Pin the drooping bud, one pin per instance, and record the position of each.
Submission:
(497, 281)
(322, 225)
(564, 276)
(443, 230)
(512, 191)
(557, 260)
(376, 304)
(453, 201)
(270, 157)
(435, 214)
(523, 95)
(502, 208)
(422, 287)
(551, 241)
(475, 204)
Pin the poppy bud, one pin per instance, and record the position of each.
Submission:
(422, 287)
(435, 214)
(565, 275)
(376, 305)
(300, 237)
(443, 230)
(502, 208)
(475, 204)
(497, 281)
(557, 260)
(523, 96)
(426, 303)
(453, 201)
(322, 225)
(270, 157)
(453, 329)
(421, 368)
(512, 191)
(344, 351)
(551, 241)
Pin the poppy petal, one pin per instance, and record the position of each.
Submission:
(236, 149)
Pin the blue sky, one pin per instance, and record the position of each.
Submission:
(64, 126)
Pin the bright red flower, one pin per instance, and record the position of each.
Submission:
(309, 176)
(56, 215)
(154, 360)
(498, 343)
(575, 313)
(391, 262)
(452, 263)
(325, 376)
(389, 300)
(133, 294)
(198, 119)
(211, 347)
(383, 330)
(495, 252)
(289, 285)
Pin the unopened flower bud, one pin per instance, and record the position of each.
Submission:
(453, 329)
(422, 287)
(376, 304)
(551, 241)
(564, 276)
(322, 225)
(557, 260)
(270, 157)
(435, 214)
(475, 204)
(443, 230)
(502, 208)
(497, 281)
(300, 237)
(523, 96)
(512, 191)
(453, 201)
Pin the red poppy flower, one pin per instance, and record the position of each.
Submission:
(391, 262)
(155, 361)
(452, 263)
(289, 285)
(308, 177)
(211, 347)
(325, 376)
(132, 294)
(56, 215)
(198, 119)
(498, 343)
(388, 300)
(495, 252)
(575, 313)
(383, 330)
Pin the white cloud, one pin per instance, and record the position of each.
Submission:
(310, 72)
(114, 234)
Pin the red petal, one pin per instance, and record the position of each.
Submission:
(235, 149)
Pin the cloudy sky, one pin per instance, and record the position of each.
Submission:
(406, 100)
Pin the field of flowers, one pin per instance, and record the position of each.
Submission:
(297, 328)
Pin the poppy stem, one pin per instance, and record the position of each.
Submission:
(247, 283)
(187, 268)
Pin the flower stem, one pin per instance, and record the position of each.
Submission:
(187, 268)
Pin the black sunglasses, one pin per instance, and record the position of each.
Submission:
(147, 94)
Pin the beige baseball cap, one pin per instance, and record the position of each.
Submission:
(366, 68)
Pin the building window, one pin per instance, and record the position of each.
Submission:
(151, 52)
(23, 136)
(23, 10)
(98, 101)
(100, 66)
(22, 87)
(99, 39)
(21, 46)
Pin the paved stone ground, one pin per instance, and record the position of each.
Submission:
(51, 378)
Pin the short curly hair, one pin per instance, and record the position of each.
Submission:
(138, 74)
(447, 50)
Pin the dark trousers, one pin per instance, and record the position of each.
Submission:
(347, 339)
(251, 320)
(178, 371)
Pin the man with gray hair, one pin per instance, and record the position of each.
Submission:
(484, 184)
====
### YOUR OBJECTIVE:
Nothing but the lines from the one containing "Pin the man" to the end of the records above should appear, each copied exactly.

### EXERCISE ANSWER:
Pin the man with gray hair, one pin per instance, and record the position of each.
Submission:
(484, 184)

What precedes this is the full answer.